- Problem description
Reproduce, word for word, everything from the line containing "Exercise. Mark the red" down to the end of the data, including both ends. Leave the pictures out of your answer.

- Excerpted data
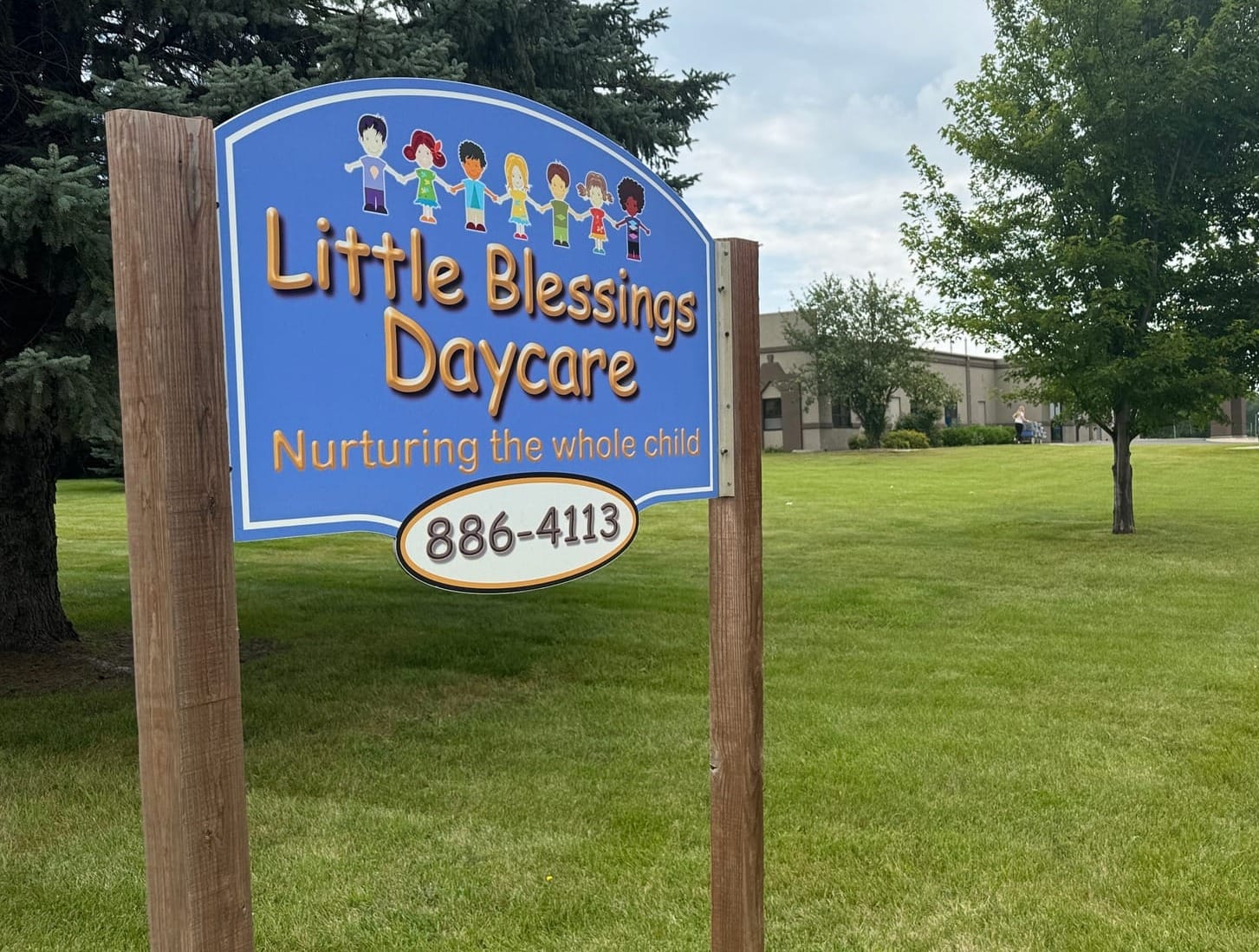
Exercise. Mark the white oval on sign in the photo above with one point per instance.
(514, 533)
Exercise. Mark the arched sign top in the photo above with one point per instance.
(430, 285)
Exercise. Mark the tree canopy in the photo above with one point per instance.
(63, 64)
(861, 340)
(1106, 242)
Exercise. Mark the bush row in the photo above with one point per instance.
(977, 436)
(905, 440)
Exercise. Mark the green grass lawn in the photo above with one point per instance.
(990, 724)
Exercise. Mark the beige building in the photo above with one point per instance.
(981, 382)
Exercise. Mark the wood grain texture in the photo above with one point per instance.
(736, 638)
(179, 530)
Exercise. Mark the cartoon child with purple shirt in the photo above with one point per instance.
(372, 138)
(633, 199)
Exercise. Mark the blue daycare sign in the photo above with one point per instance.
(438, 296)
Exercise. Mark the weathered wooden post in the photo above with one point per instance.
(179, 530)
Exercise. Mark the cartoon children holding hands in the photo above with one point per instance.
(594, 191)
(472, 159)
(559, 179)
(425, 152)
(372, 136)
(633, 199)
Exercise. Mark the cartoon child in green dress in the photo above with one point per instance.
(559, 179)
(425, 152)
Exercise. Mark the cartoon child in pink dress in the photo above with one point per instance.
(594, 191)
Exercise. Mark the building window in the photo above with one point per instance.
(841, 414)
(772, 413)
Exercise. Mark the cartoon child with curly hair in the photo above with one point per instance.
(425, 152)
(594, 191)
(472, 159)
(633, 199)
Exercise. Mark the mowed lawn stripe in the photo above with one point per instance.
(990, 724)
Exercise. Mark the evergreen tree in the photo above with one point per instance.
(63, 64)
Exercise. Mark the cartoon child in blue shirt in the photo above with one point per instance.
(372, 136)
(472, 159)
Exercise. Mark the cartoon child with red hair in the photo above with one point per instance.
(425, 152)
(594, 189)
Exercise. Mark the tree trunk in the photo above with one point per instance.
(30, 604)
(1123, 523)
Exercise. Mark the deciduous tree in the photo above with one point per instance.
(1108, 239)
(861, 340)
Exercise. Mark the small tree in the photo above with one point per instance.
(861, 341)
(1108, 241)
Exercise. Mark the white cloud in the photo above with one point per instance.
(805, 152)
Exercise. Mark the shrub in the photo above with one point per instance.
(905, 440)
(995, 436)
(977, 436)
(959, 436)
(925, 422)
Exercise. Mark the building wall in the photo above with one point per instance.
(808, 421)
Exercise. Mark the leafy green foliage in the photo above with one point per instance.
(905, 440)
(1108, 239)
(861, 340)
(977, 435)
(925, 421)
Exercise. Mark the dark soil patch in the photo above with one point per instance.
(102, 661)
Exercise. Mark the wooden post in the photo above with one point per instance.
(179, 530)
(736, 626)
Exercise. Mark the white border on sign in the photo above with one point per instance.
(247, 523)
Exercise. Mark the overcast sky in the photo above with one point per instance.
(806, 147)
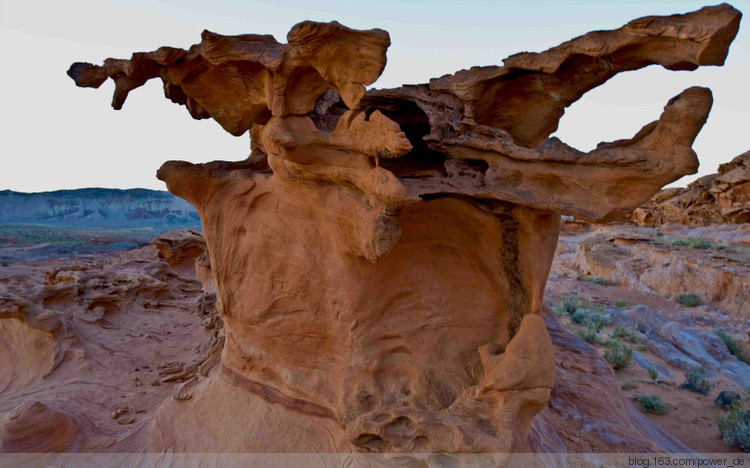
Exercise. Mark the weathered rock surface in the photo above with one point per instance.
(91, 348)
(684, 347)
(380, 258)
(714, 199)
(167, 356)
(36, 428)
(668, 265)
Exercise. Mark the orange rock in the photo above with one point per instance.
(380, 258)
(713, 199)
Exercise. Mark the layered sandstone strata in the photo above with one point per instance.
(714, 199)
(380, 258)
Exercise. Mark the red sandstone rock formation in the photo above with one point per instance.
(380, 258)
(713, 199)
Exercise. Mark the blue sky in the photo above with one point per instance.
(54, 135)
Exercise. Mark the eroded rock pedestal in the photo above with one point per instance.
(380, 258)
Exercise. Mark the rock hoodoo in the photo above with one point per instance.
(380, 257)
(714, 199)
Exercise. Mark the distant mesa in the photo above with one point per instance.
(380, 258)
(98, 207)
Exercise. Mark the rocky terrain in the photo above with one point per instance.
(717, 198)
(96, 347)
(376, 269)
(98, 208)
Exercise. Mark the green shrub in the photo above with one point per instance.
(689, 300)
(628, 334)
(695, 380)
(589, 333)
(565, 307)
(593, 317)
(735, 428)
(618, 355)
(733, 346)
(653, 404)
(595, 280)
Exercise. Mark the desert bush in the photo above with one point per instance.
(587, 316)
(653, 404)
(618, 355)
(689, 300)
(735, 428)
(628, 386)
(628, 334)
(565, 307)
(733, 346)
(726, 399)
(697, 243)
(695, 380)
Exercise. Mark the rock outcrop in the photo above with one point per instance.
(714, 199)
(697, 261)
(380, 258)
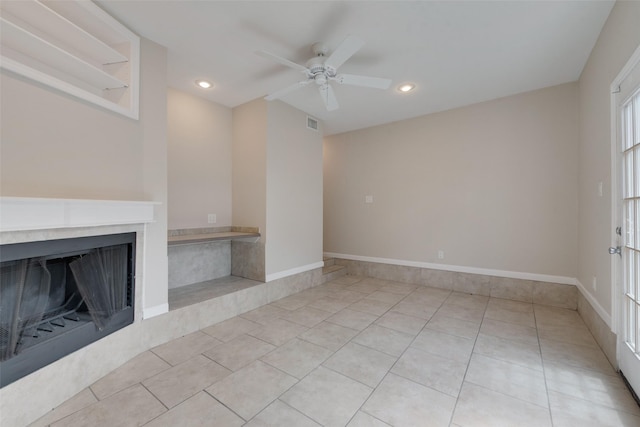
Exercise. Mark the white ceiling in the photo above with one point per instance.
(457, 53)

- Result for this task
Exercise. Mark the red sandstone rock formation in the photo above with one point per instance.
(380, 258)
(713, 199)
Exercise. Mark the blue sky in the photo above with one point per instance.
(54, 135)
Exercise. Mark the eroded rock pedestal in the photo above with one point per instance.
(380, 258)
Exercise. Mark the rock hoodoo in the photo above with one point per instance.
(380, 257)
(714, 199)
Exercise. Mark the distant mesa in the photo above with one point per instance.
(380, 258)
(98, 207)
Exercise. Mark the rocky terrain in the photo above with one point per instance.
(717, 198)
(96, 347)
(376, 269)
(98, 208)
Exercise. Mark the green shrub in the photo above with one point per instance.
(689, 300)
(628, 334)
(695, 380)
(589, 333)
(565, 307)
(593, 317)
(735, 428)
(618, 355)
(733, 346)
(653, 404)
(595, 280)
Exercise. Mark the desert bush in the photo above with one point per instance.
(587, 316)
(653, 404)
(618, 355)
(689, 300)
(735, 428)
(628, 386)
(628, 334)
(565, 307)
(733, 346)
(726, 399)
(697, 243)
(695, 380)
Exercise. Mark the rock outcrop in the photo above with one point per instance.
(714, 199)
(697, 261)
(380, 258)
Exercise. Mark the white ceiling in the photo above with one point per instance.
(457, 53)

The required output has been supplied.